* start *
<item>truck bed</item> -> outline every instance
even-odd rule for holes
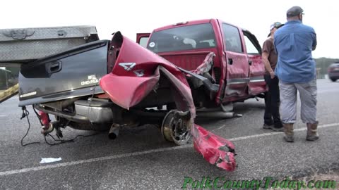
[[[22,65],[19,106],[102,93],[109,44],[96,41]]]

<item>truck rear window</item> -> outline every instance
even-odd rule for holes
[[[182,26],[152,34],[147,49],[155,53],[215,47],[210,23]]]

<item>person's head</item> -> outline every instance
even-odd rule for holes
[[[280,23],[280,22],[275,22],[273,23],[270,27],[270,33],[267,37],[274,37],[274,32],[280,27],[283,26],[284,24]]]
[[[286,17],[287,20],[300,20],[302,22],[304,10],[300,6],[295,6],[287,10]]]

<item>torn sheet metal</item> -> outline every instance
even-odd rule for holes
[[[213,52],[210,52],[205,58],[203,63],[196,68],[196,70],[192,70],[192,72],[198,75],[202,75],[205,72],[209,72],[213,66],[213,58],[215,56],[215,54]]]
[[[194,148],[205,160],[227,171],[234,171],[237,167],[234,145],[202,127],[194,125],[191,134]]]

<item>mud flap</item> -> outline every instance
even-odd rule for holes
[[[208,130],[194,125],[191,134],[194,146],[209,163],[232,172],[237,167],[234,145]]]

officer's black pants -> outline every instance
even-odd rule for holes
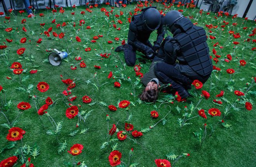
* end *
**Requirement**
Please rewrite all of the records above, swapping "outline every instance" for "trace each occurrence" and leaving everything else unchanged. Omit the pictures from your answer.

**Written answer**
<item>truck bed</item> -> trace each occurrence
even-odd rule for holes
[[[22,65],[19,106],[102,93],[109,44],[96,41]]]

<item>truck rear window</item> -> trace each occurrence
even-odd rule for holes
[[[182,26],[152,34],[147,49],[155,53],[215,47],[210,23]]]

<item>person's head</item> -> trace each occurrence
even-odd rule for holes
[[[280,23],[280,22],[275,22],[273,23],[270,27],[270,33],[267,37],[274,37],[274,32],[280,27],[283,26],[284,24]]]
[[[286,17],[287,20],[300,20],[302,22],[304,10],[300,6],[295,6],[287,10]]]

<item>torn sheet metal</item> -> trace each occurrence
even-odd rule for holes
[[[213,52],[210,52],[205,58],[203,63],[196,68],[196,70],[192,70],[192,72],[198,75],[202,75],[205,72],[209,72],[213,66],[213,58],[215,56],[215,54]]]
[[[194,148],[205,160],[227,171],[234,171],[237,167],[234,145],[202,127],[194,125],[191,134]]]

<item>mud flap</item> -> trace each occurrence
even-odd rule for holes
[[[208,130],[194,125],[191,134],[194,146],[209,163],[232,172],[237,167],[234,145]]]

officer's black pants -> trace each occurrence
even-odd rule for holes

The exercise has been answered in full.